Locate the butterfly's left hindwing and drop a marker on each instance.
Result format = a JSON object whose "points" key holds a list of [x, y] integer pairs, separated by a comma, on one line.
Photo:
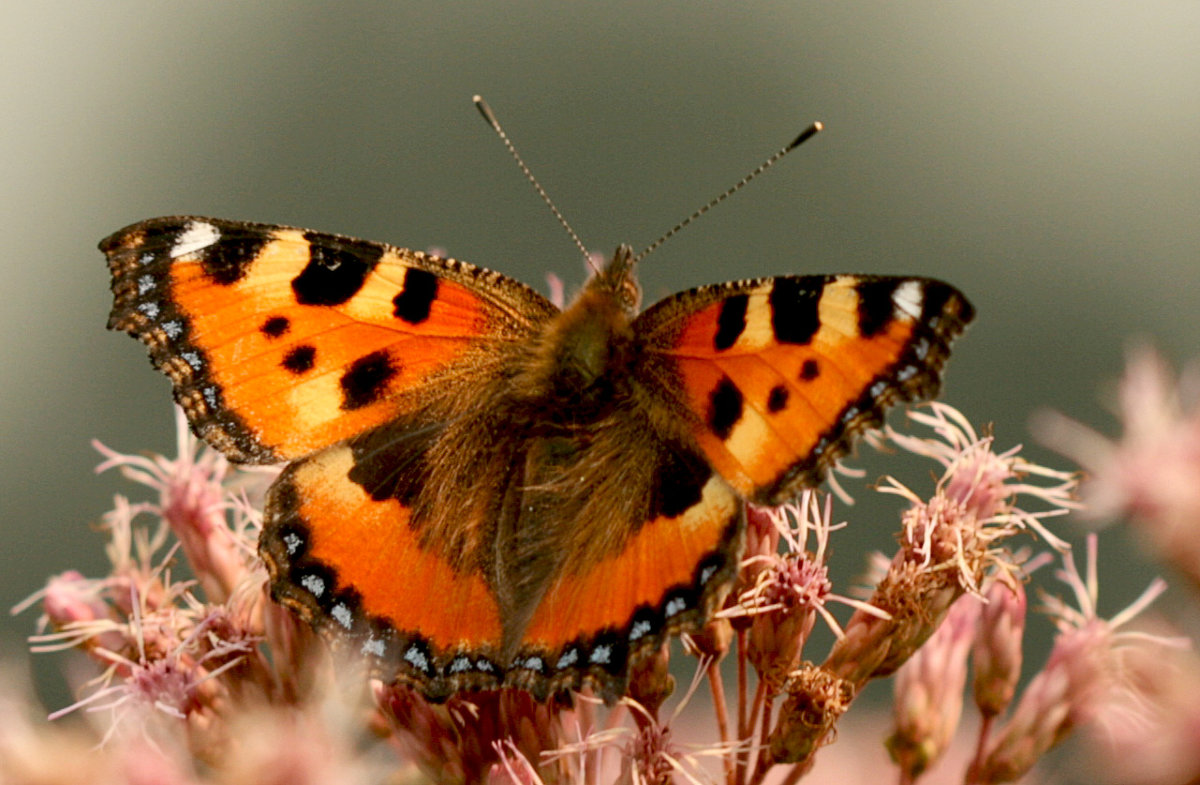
{"points": [[282, 341], [777, 376]]}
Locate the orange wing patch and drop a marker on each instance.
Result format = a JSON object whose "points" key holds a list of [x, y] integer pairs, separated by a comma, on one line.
{"points": [[780, 373], [354, 567], [282, 341]]}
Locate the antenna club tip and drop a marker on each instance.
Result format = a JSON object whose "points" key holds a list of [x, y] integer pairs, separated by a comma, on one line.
{"points": [[486, 111], [808, 133]]}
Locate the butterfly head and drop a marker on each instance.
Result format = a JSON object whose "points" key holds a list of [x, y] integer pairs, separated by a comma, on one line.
{"points": [[618, 279]]}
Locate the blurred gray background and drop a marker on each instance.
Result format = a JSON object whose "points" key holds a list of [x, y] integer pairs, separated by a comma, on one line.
{"points": [[1042, 156]]}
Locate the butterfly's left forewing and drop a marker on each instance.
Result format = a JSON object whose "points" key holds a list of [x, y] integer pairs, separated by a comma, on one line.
{"points": [[349, 359], [282, 341], [774, 377]]}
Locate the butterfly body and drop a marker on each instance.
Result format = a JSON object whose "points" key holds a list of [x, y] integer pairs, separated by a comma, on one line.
{"points": [[484, 490]]}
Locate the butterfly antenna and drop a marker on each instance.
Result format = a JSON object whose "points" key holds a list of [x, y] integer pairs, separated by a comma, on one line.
{"points": [[486, 111], [808, 133]]}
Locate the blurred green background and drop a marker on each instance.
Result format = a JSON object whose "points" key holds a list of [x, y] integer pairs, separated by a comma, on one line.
{"points": [[1042, 156]]}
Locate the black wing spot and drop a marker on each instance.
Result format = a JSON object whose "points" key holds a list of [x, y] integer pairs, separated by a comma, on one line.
{"points": [[300, 359], [731, 323], [876, 309], [420, 289], [795, 315], [275, 327], [678, 483], [335, 273], [725, 407], [227, 261], [778, 399], [366, 381]]}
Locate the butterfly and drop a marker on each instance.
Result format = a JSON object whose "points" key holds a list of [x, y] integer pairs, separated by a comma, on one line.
{"points": [[484, 490]]}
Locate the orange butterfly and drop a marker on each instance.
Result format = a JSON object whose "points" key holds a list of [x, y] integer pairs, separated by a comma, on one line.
{"points": [[484, 490]]}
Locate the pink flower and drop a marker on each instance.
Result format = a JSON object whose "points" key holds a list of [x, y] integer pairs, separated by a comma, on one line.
{"points": [[1152, 473], [1085, 675], [929, 691]]}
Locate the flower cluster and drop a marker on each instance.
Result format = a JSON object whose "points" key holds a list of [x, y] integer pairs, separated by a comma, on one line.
{"points": [[199, 678]]}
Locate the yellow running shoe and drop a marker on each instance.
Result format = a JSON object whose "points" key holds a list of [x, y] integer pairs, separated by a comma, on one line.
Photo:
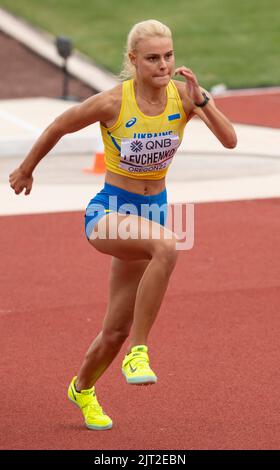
{"points": [[87, 402], [135, 367]]}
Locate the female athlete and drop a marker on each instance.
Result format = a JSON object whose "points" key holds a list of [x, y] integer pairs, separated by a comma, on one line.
{"points": [[142, 121]]}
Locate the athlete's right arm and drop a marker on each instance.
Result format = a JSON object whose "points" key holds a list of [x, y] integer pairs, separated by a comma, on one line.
{"points": [[99, 107]]}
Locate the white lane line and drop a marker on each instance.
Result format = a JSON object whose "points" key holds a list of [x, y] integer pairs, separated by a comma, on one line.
{"points": [[20, 122]]}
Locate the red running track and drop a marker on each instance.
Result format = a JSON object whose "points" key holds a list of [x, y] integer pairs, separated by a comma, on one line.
{"points": [[215, 344]]}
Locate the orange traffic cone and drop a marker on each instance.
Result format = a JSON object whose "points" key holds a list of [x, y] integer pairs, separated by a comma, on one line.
{"points": [[98, 163]]}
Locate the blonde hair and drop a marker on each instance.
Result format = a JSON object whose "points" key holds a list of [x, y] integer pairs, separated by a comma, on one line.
{"points": [[144, 29]]}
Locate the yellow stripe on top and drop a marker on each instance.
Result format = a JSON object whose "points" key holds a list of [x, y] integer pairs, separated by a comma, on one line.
{"points": [[141, 146]]}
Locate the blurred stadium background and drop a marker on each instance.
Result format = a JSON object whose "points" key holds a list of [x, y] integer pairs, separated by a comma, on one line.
{"points": [[231, 42]]}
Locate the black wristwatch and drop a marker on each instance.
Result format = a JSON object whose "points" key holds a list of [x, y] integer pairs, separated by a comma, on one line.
{"points": [[206, 99]]}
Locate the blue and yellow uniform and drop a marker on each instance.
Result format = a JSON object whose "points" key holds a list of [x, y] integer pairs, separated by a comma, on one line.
{"points": [[141, 147]]}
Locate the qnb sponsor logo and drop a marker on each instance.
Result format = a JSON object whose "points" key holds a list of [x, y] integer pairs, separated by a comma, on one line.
{"points": [[136, 146], [178, 218], [131, 122]]}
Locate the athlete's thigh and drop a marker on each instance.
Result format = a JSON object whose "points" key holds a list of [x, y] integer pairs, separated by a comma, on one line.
{"points": [[124, 280], [129, 237]]}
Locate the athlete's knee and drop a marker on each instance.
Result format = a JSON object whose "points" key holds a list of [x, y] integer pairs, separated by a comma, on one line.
{"points": [[166, 253], [115, 336]]}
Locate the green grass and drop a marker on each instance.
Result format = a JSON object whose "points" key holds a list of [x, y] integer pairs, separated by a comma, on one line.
{"points": [[235, 42]]}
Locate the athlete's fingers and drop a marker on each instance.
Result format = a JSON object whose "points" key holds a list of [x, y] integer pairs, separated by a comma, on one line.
{"points": [[28, 190]]}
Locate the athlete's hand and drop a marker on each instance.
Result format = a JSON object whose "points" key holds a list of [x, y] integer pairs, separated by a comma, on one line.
{"points": [[20, 180], [192, 85]]}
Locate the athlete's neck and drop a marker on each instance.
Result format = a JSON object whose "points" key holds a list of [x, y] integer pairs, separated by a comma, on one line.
{"points": [[153, 95]]}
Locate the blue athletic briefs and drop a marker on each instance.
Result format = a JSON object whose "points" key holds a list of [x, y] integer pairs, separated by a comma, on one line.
{"points": [[114, 199]]}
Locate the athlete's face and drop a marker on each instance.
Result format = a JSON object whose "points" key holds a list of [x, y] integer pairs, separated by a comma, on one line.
{"points": [[154, 60]]}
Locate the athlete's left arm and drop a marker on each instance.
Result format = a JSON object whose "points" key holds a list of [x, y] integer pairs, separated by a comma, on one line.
{"points": [[216, 121]]}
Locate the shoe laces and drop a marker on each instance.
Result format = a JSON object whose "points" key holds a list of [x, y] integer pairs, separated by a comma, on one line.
{"points": [[92, 404], [140, 360]]}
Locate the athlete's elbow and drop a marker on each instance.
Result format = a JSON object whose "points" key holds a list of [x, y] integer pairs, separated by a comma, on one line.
{"points": [[230, 142]]}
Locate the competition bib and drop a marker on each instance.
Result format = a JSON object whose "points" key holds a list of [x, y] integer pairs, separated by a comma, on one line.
{"points": [[148, 154]]}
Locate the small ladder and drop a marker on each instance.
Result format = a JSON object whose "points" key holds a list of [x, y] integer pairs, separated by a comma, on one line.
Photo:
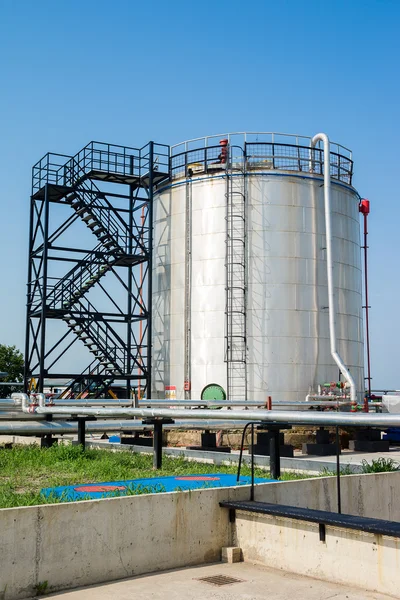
^^^^^^^^
Return every line of the records above that contains the word "green", copying each such line in full and without alteration.

Locate the blurred green background and drop a marker on each instance.
Locate the green grass and drop a marker on each instance.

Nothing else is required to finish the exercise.